# [Exercice proposé]
Dans l'extrait sur la prise de Jérusalem, relevez tout ce que les croisés avaient accompli selon la phrase commençant par « Ils avaient atteint leur but ».

# [Extrait source]
::::::::

Exaspérés par la durée de la lutte, les chrétiens frappaient sans pitié tout ce qui se trouvait sur leur passage. Le carnage fut horrible. Les rues de la cité sainte étaient jonchées de cadavres et inondées de sang. « Nul ne sait, dit un historien, le nombre de ceux qui périrent ce jour-là. »

L'émir de Jérusalem, qui avait cherché un abri dans la tour de David, se rendit au comte de Toulouse, à la condition que lui et les siens seraient conduits sains et saufs jusqu'à Ascalon. Raymond de Saint-Gilles prit cet engagement et fut fidèle à sa parole; de sorte que ceux-là échappèrent au massacre.

Après ce triomphe acheté par tant de périls, la joie des croisés fut immense. Ils avaient atteint leur but, ils étaient arrivés au terme de leurs labeurs, ils avaient délivré le Saint-Sépulcre. Ils lavèrent leurs mains teintes de sang, et s'en allèrent, pieds nus, vénérer le tombeau du Sauveur (31).
C'est le vendredi 15 juillet 1099 que Jérusalem fut délivrée du joug des infidèles.

IV. — Quatre semaines après, le vendredi 12 août.

::::::::

Données de pointage
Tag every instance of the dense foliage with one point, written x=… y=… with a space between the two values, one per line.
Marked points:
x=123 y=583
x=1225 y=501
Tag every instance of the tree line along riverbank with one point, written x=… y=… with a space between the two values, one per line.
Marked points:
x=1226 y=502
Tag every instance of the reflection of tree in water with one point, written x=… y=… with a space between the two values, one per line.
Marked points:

::::::::

# [Réponse attendue]
- Ils avaient atteint leur but.
- Ils étaient arrivés au terme de leurs labeurs.
- Ils avaient délivré le Saint-Sépulcre.